### Work request
In the data below, the answer is the run of lines from the line containing "Indicate a point per instance of the sparse" through the line containing "Indicate a point per instance of the green foliage", both included; print it exactly and nothing else.

Stored entries
-- Opening Marker --

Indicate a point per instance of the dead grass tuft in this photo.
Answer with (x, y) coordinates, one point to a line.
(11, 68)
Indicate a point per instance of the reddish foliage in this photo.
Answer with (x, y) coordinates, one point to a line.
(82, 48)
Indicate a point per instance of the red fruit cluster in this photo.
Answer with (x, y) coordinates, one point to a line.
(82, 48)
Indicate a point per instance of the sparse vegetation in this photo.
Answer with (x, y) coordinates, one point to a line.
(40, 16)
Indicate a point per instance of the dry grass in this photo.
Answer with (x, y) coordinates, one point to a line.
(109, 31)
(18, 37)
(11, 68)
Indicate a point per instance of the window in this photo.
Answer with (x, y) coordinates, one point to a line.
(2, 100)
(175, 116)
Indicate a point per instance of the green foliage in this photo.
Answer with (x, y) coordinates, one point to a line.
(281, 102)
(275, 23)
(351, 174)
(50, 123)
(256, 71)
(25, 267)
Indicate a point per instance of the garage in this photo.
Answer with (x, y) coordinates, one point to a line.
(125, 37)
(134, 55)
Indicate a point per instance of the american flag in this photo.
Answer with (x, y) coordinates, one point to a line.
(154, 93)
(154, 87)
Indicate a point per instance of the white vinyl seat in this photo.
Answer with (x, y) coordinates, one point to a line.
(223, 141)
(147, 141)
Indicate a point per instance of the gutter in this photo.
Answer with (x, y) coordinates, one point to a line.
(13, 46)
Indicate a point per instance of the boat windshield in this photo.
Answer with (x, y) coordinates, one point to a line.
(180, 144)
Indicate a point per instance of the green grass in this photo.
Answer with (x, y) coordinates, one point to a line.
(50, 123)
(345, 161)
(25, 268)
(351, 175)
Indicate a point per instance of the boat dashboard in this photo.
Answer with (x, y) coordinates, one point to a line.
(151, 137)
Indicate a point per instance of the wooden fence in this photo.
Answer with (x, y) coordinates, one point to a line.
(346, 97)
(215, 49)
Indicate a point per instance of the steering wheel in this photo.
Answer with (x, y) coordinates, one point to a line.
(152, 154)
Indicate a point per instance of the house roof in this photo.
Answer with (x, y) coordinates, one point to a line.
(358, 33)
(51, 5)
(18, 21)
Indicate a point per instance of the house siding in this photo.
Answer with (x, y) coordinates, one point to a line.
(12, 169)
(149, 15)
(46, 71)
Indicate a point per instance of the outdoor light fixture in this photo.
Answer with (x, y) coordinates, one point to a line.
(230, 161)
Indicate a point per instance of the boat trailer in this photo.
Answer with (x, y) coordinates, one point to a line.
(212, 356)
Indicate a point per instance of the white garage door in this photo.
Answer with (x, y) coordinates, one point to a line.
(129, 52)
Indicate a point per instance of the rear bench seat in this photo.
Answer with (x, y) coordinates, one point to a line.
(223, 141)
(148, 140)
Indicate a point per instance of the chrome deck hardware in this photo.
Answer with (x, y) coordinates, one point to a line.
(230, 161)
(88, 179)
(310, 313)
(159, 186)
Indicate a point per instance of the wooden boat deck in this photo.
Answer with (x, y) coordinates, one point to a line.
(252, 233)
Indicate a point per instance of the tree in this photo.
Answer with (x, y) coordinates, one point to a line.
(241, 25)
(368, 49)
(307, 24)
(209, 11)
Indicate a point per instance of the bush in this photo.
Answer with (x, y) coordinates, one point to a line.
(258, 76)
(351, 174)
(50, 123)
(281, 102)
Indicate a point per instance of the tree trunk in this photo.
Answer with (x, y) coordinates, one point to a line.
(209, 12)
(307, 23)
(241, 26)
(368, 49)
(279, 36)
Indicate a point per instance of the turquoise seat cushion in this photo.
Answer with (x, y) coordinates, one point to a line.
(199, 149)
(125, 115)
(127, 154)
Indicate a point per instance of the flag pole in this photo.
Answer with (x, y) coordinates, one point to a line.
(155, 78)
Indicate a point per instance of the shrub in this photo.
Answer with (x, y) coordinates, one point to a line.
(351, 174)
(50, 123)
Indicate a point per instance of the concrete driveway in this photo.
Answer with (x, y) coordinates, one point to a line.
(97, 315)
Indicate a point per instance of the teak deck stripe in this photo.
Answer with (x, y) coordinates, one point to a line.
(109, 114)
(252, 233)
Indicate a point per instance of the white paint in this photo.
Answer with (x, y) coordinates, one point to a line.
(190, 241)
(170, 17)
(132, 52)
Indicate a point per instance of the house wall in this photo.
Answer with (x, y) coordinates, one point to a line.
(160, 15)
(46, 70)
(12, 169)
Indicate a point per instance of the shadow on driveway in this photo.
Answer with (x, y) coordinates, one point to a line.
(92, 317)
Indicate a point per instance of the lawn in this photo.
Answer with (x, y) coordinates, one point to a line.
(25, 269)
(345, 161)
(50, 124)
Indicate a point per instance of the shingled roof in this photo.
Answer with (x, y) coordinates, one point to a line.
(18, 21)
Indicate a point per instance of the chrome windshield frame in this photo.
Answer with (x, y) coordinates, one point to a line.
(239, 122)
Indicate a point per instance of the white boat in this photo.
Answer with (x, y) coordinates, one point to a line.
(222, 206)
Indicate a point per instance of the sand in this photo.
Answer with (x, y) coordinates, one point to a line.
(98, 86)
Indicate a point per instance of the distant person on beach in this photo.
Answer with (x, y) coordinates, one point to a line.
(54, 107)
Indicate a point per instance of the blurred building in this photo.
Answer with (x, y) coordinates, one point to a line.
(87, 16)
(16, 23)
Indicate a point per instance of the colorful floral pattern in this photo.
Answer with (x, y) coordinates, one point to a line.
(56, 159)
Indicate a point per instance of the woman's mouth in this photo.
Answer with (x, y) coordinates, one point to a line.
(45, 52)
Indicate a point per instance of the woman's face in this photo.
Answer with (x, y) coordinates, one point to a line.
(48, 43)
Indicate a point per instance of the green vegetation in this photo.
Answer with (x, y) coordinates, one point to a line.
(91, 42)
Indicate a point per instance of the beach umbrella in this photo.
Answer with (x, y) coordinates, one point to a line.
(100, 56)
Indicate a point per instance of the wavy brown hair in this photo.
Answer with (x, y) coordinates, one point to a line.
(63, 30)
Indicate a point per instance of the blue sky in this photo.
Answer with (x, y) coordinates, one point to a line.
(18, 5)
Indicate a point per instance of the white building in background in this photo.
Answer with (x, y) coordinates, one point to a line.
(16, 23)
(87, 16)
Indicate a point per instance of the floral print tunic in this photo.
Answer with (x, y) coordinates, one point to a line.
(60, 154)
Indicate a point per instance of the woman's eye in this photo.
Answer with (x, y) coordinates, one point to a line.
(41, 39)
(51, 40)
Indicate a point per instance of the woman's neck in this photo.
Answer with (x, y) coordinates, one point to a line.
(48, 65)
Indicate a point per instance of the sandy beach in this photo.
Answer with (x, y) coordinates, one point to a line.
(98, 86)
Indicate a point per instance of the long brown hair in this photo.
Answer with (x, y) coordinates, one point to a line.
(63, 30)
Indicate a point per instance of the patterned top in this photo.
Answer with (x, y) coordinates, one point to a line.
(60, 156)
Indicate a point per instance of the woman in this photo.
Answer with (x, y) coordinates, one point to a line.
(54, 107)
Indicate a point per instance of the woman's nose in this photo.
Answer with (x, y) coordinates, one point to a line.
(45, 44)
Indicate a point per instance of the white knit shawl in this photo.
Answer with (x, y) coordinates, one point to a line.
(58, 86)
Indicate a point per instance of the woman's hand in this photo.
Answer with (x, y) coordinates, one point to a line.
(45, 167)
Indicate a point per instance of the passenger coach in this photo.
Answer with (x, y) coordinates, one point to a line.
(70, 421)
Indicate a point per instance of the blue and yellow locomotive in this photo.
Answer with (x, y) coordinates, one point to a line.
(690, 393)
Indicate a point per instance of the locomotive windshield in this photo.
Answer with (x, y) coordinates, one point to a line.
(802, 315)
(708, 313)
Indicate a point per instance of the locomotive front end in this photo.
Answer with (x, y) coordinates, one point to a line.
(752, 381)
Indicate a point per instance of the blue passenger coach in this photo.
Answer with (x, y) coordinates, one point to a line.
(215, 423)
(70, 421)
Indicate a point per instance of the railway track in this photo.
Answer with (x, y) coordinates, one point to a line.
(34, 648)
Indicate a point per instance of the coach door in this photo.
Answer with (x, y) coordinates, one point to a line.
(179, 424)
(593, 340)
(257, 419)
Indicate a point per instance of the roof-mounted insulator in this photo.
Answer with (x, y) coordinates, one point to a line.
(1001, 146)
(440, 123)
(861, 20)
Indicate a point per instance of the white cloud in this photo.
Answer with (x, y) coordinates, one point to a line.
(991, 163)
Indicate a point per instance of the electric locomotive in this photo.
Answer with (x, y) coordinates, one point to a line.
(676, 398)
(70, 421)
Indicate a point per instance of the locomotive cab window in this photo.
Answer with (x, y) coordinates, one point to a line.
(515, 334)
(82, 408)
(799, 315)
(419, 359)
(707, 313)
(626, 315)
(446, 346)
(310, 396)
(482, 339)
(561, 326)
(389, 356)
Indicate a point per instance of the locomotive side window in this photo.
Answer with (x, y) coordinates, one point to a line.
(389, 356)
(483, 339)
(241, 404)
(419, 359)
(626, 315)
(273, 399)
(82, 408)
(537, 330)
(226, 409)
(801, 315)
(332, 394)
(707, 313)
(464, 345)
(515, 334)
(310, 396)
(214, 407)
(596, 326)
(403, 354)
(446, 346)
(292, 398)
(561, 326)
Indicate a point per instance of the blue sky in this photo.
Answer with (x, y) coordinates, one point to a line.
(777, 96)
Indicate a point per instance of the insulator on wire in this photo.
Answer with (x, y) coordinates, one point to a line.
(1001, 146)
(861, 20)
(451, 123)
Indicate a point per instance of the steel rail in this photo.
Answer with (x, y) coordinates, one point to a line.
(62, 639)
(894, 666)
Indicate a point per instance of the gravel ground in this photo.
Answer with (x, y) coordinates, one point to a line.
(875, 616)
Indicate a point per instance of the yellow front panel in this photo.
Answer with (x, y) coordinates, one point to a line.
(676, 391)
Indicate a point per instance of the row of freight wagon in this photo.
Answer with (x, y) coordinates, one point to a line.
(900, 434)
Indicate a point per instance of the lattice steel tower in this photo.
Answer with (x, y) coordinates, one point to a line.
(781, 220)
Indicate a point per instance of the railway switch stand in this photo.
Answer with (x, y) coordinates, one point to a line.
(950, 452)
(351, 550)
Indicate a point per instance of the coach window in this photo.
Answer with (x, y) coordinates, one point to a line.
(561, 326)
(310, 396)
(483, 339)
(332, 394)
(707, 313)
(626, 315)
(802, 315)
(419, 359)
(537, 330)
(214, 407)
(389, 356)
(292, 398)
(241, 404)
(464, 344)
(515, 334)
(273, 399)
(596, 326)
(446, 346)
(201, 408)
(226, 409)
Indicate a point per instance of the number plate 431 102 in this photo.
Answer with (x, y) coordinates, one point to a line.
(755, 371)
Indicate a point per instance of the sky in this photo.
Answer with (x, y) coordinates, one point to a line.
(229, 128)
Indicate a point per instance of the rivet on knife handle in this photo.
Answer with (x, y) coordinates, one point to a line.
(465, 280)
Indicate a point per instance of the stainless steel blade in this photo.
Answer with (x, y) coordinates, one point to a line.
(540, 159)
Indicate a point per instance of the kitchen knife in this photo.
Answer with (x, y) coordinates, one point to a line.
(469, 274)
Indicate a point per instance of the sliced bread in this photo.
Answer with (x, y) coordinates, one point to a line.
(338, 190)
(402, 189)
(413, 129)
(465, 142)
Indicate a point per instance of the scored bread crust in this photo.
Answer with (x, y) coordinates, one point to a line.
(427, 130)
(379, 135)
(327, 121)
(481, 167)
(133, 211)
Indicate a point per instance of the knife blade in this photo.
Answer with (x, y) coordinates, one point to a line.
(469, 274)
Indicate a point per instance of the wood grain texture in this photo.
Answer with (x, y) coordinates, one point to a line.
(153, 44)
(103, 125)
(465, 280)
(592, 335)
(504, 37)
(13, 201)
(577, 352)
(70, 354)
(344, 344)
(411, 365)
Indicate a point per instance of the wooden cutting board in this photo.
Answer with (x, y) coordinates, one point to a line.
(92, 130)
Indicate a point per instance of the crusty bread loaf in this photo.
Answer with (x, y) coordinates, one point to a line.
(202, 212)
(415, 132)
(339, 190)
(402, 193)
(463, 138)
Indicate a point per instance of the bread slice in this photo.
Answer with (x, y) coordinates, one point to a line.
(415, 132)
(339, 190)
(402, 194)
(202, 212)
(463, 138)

-- Closing Marker --

### Task result
Indicate a point per instance of the sparse vegetation in this photo.
Answer with (x, y) coordinates, one point to a line.
(40, 16)
Indicate a point per instance of the dry grass in this photo.
Answer with (x, y) coordinates, one point to a line.
(109, 31)
(18, 37)
(11, 68)
Indicate a point per instance of the window in this photo.
Answer with (x, y) coordinates, one point to a line.
(2, 100)
(175, 116)
Indicate a point per instance of the green foliage in this photo.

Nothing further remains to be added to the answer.